• PASSAGE:
------------------------------------------------------------

Phthalocyanines (Pcs) present an interesting class of catalytically active of molecules with unique spectroscopic, photoelectric, and sometimes magnetic properties. In the work presented in Chapter 4, we have undertaken a systematic study to explore the possibility of preparing a supported catalyst material i.e loading fluorinated metal phthalocyanines onto metal oxide surfaces by two other techniques in addition to solution adsorption. Techniques or procedures that have been used to immobilize MPcs include: i) physical adsorption (from solution) onto metal oxide surface, ii) deposition by pore filling and encapsulation and iii) mesopore entrapment or confinement. The MPcs are loaded on to metal oxides with an aim to: a) maximize the surface area of the Pcs by distributing it over the support, b) immobilize the Pcs so that they do not leach into the solution environment, c) improve the thermal stability of the Pcs and d) attempt to achieve single-site catalysis. All the immobilization techniques were carried out with F64PcZn as the model MPc, acetone as the immobilization solvent and silica or alumina as adsorbents (solid support).

An understanding of gas adsorption mechanisms on metal phthalocyanines (MPcs) is essential for their practical application in biological processes, gas sensing, and catalysis. In this work, the surface characteristics were probed by performing nitrogen and water adsorption on the free-form MPcs (without immobilization on solid support) and characterization of their physical properties. The combined vapor adsorption study (developed in Chapter 3) enabled in understanding the affinity of Pcs towards water vapor i.e number of water molecules adsorbed per phthalocyanine molecule was obtained. This information is very relevant towards using Pcs as catalyst since water vapor is guaranteed to be present in most of the catalytic reaction environment.

------------------------------------------------------------

• DATASET:
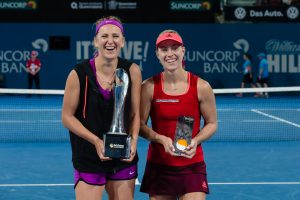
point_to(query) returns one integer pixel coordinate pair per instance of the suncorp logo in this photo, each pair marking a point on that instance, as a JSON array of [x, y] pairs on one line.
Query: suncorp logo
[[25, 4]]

------------------------------------------------------------

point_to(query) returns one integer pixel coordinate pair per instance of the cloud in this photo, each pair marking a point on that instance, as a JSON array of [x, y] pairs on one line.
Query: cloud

------------------------------------------------------------

• WHAT IS BEING ASKED: Reproduce the part of the phthalocyanine passage that starts with "An understanding of" and runs on through "catalytic reaction environment.", word for word.

• WRITTEN RESPONSE:
An understanding of gas adsorption mechanisms on metal phthalocyanines (MPcs) is essential for their practical application in biological processes, gas sensing, and catalysis. In this work, the surface characteristics were probed by performing nitrogen and water adsorption on the free-form MPcs (without immobilization on solid support) and characterization of their physical properties. The combined vapor adsorption study (developed in Chapter 3) enabled in understanding the affinity of Pcs towards water vapor i.e number of water molecules adsorbed per phthalocyanine molecule was obtained. This information is very relevant towards using Pcs as catalyst since water vapor is guaranteed to be present in most of the catalytic reaction environment.